Material for this exercise section start

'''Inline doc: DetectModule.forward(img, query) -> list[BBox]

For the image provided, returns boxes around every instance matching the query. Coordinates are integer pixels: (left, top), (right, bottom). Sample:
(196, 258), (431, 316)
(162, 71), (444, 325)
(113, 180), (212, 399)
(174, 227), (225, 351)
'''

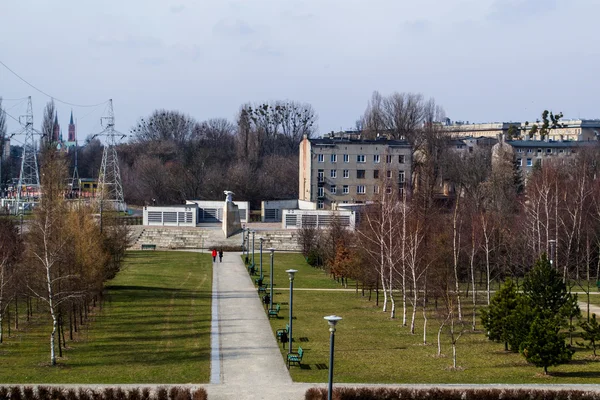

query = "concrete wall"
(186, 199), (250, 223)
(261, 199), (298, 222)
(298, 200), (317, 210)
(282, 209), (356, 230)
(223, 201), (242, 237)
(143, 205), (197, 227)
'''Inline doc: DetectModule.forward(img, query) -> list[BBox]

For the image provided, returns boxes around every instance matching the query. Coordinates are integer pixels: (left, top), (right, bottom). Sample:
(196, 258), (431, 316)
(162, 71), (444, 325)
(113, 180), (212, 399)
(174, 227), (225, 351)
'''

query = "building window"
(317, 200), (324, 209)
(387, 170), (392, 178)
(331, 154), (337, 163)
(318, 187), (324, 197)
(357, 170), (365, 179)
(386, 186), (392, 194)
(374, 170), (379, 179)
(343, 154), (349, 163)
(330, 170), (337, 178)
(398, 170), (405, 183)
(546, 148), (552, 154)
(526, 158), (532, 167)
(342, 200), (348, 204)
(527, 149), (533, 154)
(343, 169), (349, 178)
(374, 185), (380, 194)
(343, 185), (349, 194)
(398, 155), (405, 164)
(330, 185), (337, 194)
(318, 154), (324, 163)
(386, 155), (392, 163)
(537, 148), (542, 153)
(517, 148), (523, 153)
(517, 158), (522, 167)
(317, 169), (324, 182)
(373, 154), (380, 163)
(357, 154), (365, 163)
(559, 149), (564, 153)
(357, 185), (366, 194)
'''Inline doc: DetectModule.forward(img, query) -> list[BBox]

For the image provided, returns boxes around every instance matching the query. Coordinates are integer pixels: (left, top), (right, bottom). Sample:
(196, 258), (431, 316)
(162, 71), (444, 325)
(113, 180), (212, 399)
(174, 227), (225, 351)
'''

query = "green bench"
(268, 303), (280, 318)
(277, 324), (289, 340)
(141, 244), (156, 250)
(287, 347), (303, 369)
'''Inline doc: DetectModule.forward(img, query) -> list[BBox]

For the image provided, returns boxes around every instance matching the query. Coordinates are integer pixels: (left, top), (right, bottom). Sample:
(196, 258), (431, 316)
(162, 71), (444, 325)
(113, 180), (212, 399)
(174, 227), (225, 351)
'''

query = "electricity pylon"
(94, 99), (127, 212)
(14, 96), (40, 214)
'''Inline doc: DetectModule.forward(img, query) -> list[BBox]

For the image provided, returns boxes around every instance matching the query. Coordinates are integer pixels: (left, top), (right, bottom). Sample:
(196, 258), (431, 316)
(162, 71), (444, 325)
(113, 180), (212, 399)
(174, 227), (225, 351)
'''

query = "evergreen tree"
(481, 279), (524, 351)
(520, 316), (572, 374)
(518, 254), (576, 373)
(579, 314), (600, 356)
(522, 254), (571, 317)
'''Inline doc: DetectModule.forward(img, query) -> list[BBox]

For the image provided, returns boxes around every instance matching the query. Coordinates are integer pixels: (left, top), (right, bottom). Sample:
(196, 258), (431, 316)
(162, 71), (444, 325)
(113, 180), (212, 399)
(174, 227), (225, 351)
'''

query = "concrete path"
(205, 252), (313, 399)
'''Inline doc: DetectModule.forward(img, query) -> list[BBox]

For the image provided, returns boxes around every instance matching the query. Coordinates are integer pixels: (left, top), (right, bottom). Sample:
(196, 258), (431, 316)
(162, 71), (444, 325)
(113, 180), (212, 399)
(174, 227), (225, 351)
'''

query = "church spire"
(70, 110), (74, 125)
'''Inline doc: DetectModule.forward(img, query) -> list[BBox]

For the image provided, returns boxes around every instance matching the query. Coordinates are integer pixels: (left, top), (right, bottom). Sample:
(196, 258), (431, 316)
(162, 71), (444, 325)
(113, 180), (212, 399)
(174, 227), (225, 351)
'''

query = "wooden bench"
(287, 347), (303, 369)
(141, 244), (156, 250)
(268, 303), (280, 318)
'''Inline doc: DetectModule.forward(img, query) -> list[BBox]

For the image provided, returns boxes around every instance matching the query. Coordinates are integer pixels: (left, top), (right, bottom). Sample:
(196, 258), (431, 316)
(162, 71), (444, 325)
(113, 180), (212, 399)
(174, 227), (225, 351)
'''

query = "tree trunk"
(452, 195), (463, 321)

Material for this exercise section end

■ **Directions for this task**
Write the lines above out again exactly, without any of their pictures.

■ **Result of this task**
'''Inline doc: DetectModule.forward(img, query) -> list[BBox]

For the image provided, returns boxes around every instance matching the query. Coordinates are integer pixels: (left, top), (right, bottom). Sample:
(196, 258), (431, 316)
(162, 71), (444, 325)
(113, 180), (212, 399)
(174, 227), (225, 351)
'''


query = "concrete wall"
(186, 199), (250, 223)
(261, 199), (298, 222)
(298, 200), (317, 210)
(282, 209), (356, 230)
(223, 201), (242, 237)
(143, 205), (197, 227)
'''Inline doc: DetectModule.forward(img, query) -> list[BBox]

For the image provided, returns boxes around every instance matching the query. Coordinates are integer pixels: (left, top), (right, bottom). Sample:
(196, 258), (431, 316)
(162, 71), (444, 325)
(113, 180), (212, 399)
(174, 227), (225, 351)
'''

query = "building window"
(317, 200), (324, 209)
(387, 170), (392, 178)
(331, 154), (337, 163)
(318, 187), (324, 197)
(357, 170), (365, 179)
(386, 186), (392, 194)
(374, 170), (379, 179)
(343, 154), (349, 163)
(330, 170), (337, 178)
(398, 170), (405, 183)
(546, 148), (552, 154)
(526, 158), (532, 167)
(342, 200), (348, 204)
(527, 149), (533, 154)
(343, 169), (349, 178)
(374, 185), (380, 194)
(343, 185), (349, 194)
(398, 155), (405, 164)
(330, 185), (337, 194)
(318, 154), (324, 163)
(386, 155), (392, 163)
(537, 148), (542, 153)
(517, 148), (523, 153)
(517, 158), (522, 167)
(317, 169), (324, 182)
(373, 154), (380, 163)
(357, 154), (365, 163)
(559, 149), (564, 153)
(357, 185), (366, 194)
'''Inline doc: DetectModule.forward(img, query) -> list[BBox]

For the image provided, returns boxes around every instance matching the query. Coordinates are integer pixels: (left, top), (right, bottom). Sample:
(196, 258), (431, 316)
(162, 71), (444, 325)
(113, 180), (212, 399)
(174, 227), (225, 351)
'''

query = "green bench"
(268, 303), (280, 318)
(277, 324), (289, 340)
(141, 244), (156, 250)
(287, 347), (303, 369)
'''Inline doc: DetectModule.forward(img, query) -> list[BBox]

For the image provided, returns boxes around every instance matching the query. Coordinates are integer pixels: (left, top), (right, bottom). Sample:
(196, 258), (431, 316)
(162, 71), (444, 325)
(113, 180), (212, 399)
(174, 227), (225, 351)
'''

query = "electricity pylon"
(94, 99), (127, 212)
(14, 96), (40, 214)
'''Inline doc: DetectModule.forward(img, query) -> list[BBox]

For the image provided, returns boxes around every instance matching the query. Coordinates are integer pixels: (left, top), (right, bottom). Sample:
(196, 258), (431, 316)
(162, 71), (444, 325)
(113, 180), (212, 399)
(174, 227), (225, 351)
'''

query = "evergreen tree"
(481, 279), (524, 351)
(520, 316), (572, 374)
(518, 254), (576, 373)
(579, 314), (600, 356)
(522, 254), (571, 317)
'''Inline doc: DetectModule.forward(img, query) -> list[BBox]

For the image provided, returns boxes around every instance matching the query. Coordinates are integer pixels: (left, top), (right, bottom). Sample:
(196, 258), (431, 316)
(162, 71), (444, 325)
(113, 180), (212, 399)
(174, 227), (225, 351)
'''

query = "concrete path"
(205, 252), (313, 399)
'''Inline doc: DetectModule.forward(img, query) -> list[BBox]

For the image provided, returns boxes around every instance matching the query. Coordinates are integer pixels: (left, top), (right, bottom). Sample:
(196, 258), (431, 316)
(162, 71), (444, 325)
(113, 180), (212, 399)
(174, 227), (225, 351)
'''

query = "church spire"
(70, 110), (74, 125)
'''Inline doc: DetectModule.forward(img, query) -> list[BBox]

For the image provided, returns boxes around every instance matching the query. Coordinates are integer pixels: (left, top), (right, bottom). Sample:
(196, 258), (431, 316)
(162, 71), (444, 325)
(113, 180), (212, 399)
(174, 227), (225, 351)
'''

query = "wooden bench"
(287, 347), (303, 369)
(141, 244), (156, 250)
(268, 303), (280, 318)
'''Inline doc: DetectModule.forward(img, query) -> list[BBox]

For the image provided, returns boxes around every instance matching the query. Coordinates are integer pixels: (left, top), (right, bottom). Sample:
(196, 258), (431, 316)
(162, 71), (444, 325)
(113, 180), (212, 399)
(174, 227), (225, 351)
'''

query = "tree trunk"
(452, 195), (463, 321)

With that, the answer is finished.